Start Records to use

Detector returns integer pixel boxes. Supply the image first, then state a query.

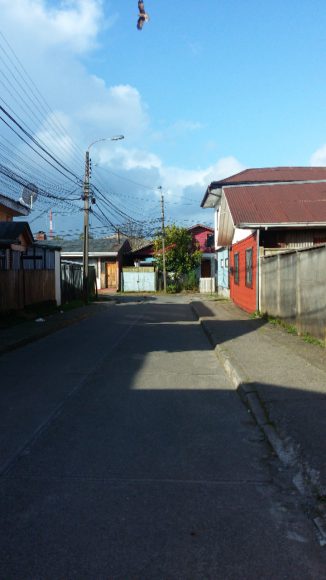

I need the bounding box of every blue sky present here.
[0,0,326,235]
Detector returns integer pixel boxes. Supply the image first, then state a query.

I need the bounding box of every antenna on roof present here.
[19,183,38,209]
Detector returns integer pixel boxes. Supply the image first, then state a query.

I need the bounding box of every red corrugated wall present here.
[230,233,257,313]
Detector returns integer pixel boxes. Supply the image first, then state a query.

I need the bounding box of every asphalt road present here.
[0,298,326,580]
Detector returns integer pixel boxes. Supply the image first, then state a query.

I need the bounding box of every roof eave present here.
[235,221,326,230]
[200,184,222,209]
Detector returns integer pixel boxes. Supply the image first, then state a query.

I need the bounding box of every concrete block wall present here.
[260,245,326,340]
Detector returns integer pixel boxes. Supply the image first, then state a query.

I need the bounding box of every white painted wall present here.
[232,228,255,244]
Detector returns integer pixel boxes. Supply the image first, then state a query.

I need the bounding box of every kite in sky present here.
[137,0,149,30]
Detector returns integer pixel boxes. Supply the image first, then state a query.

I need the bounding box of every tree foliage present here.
[154,225,201,280]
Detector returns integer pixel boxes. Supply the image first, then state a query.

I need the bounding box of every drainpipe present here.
[256,230,261,312]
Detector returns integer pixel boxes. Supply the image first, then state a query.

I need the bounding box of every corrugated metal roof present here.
[224,182,326,226]
[211,167,326,187]
[0,222,34,243]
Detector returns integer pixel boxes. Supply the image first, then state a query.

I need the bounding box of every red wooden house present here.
[202,167,326,312]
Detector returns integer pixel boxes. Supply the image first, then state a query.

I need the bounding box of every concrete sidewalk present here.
[0,297,326,545]
[192,301,326,545]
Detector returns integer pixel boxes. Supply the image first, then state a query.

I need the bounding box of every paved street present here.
[0,297,326,580]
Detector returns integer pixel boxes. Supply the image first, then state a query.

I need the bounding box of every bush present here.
[182,271,198,290]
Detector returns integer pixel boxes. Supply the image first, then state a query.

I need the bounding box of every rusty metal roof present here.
[211,167,326,187]
[223,182,326,226]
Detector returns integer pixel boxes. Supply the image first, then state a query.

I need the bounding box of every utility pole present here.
[159,186,166,293]
[83,150,89,304]
[83,135,124,304]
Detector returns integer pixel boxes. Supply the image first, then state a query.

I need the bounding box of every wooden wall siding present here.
[0,270,55,312]
[230,234,257,313]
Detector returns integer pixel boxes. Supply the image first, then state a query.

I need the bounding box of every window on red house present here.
[246,248,252,288]
[234,253,240,284]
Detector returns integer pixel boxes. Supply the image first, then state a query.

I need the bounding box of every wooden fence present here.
[0,270,55,312]
[61,262,97,304]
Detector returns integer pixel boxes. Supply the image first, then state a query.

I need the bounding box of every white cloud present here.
[0,0,244,231]
[310,145,326,167]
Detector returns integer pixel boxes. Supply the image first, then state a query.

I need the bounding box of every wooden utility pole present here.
[83,150,89,304]
[159,186,166,292]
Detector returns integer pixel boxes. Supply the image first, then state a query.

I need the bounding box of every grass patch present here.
[0,300,84,329]
[266,316,326,348]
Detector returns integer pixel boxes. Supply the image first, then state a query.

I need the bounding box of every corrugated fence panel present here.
[122,268,157,292]
[261,246,326,340]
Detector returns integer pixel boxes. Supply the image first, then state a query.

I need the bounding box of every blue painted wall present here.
[216,248,229,290]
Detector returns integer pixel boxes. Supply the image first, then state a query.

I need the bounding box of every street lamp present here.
[83,135,124,304]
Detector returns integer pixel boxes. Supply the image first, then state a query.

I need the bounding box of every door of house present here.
[106,262,118,290]
[200,260,211,278]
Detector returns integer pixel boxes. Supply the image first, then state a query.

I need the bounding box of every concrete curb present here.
[0,313,91,356]
[191,304,326,546]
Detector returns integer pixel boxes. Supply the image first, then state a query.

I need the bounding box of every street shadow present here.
[0,302,326,579]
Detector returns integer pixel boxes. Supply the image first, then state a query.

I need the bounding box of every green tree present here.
[154,224,201,284]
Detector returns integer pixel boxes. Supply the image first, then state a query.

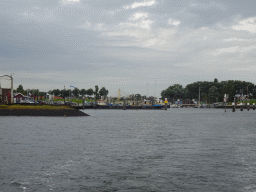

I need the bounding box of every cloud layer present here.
[0,0,256,95]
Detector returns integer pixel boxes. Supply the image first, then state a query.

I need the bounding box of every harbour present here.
[0,108,256,192]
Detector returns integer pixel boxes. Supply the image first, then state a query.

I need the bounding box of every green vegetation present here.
[161,78,256,103]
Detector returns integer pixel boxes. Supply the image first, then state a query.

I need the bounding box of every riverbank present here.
[0,109,89,117]
[0,105,89,117]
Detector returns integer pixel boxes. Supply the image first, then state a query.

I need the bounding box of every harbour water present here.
[0,108,256,192]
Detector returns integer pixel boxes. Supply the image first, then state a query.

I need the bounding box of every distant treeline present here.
[161,78,256,102]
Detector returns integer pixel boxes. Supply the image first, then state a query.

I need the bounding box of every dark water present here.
[0,109,256,192]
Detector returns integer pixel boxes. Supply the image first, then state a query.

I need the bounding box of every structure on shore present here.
[0,75,13,104]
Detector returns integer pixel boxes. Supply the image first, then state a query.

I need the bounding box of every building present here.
[0,75,13,104]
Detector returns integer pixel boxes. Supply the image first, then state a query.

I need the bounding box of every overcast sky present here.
[0,0,256,96]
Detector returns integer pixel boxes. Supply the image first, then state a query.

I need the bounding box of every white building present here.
[0,75,13,104]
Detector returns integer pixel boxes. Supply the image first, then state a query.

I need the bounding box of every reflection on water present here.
[0,109,256,191]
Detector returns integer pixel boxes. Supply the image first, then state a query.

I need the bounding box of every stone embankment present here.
[0,109,89,117]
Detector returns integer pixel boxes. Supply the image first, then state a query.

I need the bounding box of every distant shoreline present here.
[0,109,89,117]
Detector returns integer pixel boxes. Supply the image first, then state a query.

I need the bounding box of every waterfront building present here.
[0,75,13,104]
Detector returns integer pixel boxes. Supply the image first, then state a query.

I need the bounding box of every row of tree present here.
[13,85,108,99]
[161,78,256,102]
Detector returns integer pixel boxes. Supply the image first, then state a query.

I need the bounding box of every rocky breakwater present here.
[0,104,89,117]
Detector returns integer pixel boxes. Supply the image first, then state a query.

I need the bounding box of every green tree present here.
[209,86,219,101]
[99,87,108,99]
[16,85,25,94]
[86,88,94,101]
[86,88,94,96]
[52,89,60,96]
[60,89,69,102]
[221,81,236,101]
[135,93,141,101]
[72,87,79,97]
[79,89,87,97]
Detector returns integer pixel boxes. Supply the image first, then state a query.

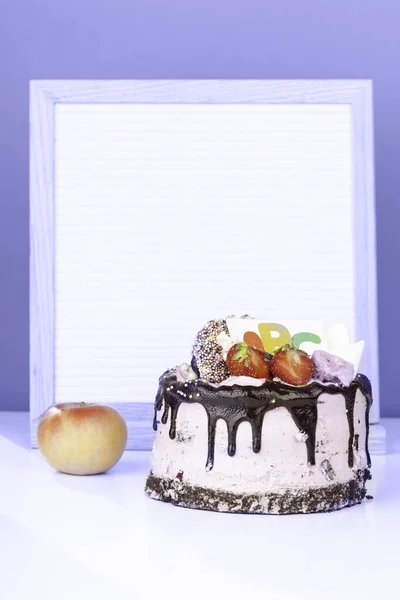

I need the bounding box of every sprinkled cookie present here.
[193,319,230,383]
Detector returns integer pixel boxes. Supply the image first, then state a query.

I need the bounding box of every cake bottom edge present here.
[145,469,371,515]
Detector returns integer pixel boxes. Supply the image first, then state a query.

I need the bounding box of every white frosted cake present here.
[146,320,372,514]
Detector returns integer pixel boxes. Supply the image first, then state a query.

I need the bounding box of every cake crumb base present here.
[145,469,371,515]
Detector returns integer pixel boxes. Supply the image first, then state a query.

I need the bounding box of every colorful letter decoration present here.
[292,331,321,348]
[258,323,290,354]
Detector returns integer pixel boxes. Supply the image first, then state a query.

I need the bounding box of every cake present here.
[145,316,372,514]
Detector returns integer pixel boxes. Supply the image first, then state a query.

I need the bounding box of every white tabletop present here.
[0,413,400,600]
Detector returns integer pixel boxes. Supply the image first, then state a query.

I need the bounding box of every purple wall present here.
[0,0,400,417]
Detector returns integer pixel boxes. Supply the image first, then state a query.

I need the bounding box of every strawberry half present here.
[226,342,270,379]
[271,344,314,385]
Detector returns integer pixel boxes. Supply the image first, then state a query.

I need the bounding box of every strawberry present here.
[226,342,270,379]
[271,344,314,385]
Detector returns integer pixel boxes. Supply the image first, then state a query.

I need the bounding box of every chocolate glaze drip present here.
[153,371,372,471]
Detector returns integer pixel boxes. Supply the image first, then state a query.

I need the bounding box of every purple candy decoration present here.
[312,350,354,386]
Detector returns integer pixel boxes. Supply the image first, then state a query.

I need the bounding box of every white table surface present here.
[0,413,400,600]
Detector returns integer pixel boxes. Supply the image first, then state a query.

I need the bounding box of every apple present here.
[37,402,128,475]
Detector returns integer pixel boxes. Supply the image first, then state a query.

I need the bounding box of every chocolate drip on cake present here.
[153,371,372,471]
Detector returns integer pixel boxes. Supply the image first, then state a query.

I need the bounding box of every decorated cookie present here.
[192,319,230,383]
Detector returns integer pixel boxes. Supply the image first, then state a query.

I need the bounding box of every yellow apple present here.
[37,402,128,475]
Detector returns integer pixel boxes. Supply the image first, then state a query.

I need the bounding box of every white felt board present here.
[54,103,355,402]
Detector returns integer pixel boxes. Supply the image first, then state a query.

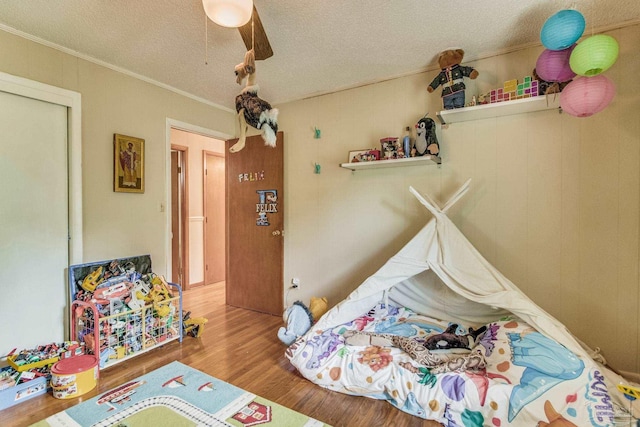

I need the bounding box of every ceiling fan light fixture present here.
[202,0,253,28]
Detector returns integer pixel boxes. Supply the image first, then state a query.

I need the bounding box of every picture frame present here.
[348,148,380,163]
[113,133,145,193]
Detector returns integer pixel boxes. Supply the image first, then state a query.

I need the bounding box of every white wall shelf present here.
[340,156,442,171]
[436,94,560,125]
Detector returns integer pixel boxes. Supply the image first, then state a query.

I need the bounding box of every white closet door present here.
[0,92,69,355]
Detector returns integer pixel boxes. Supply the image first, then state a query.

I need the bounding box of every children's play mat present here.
[33,362,326,427]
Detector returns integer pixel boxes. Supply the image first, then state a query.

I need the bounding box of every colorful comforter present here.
[286,304,613,427]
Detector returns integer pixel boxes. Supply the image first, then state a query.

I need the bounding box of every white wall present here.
[278,25,640,372]
[0,31,235,280]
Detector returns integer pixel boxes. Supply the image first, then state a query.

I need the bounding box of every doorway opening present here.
[167,119,229,291]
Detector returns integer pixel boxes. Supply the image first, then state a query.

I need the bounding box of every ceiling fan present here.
[202,0,273,60]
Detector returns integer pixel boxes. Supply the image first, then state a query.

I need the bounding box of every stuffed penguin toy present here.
[414,116,440,156]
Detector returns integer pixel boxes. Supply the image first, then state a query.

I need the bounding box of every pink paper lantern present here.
[560,74,616,117]
[536,44,576,83]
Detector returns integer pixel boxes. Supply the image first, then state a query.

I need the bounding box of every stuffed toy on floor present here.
[278,301,314,345]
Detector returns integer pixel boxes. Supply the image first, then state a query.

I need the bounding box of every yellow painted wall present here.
[0,31,235,274]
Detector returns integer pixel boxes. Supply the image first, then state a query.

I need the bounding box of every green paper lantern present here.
[569,34,620,77]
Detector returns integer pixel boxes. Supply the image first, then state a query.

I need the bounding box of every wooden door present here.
[226,132,284,316]
[204,151,227,285]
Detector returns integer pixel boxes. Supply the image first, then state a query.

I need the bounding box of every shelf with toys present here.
[340,156,442,171]
[436,95,560,125]
[436,76,560,125]
[340,127,442,172]
[69,255,183,369]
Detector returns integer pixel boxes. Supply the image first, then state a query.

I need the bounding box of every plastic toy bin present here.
[69,255,182,369]
[0,377,48,411]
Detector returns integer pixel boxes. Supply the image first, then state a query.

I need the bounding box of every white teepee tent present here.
[313,180,629,414]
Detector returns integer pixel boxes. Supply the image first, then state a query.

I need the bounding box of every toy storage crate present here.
[69,255,182,369]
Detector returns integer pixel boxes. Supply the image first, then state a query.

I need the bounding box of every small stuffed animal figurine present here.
[427,49,478,110]
[229,49,278,153]
[414,115,440,156]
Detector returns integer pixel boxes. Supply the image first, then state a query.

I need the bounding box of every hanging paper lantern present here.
[536,44,576,83]
[560,75,616,117]
[540,9,585,50]
[569,34,620,76]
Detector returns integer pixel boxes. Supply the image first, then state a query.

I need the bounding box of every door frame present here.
[167,144,190,291]
[0,72,83,265]
[164,118,234,287]
[202,150,227,285]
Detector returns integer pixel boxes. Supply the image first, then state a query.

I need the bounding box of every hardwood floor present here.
[0,283,440,427]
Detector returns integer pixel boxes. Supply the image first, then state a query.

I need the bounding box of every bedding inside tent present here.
[285,181,629,427]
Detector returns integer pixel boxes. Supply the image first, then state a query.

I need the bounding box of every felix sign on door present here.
[256,190,278,226]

End Records to use

◆ **Exercise**
Pick out every line in the entries above that contains the word "distant", matching its case exactly, and copy each one.

◆ **Result**
I need the bounding box of every distant treeline present here.
I need the bounding box of every distant shoreline present here.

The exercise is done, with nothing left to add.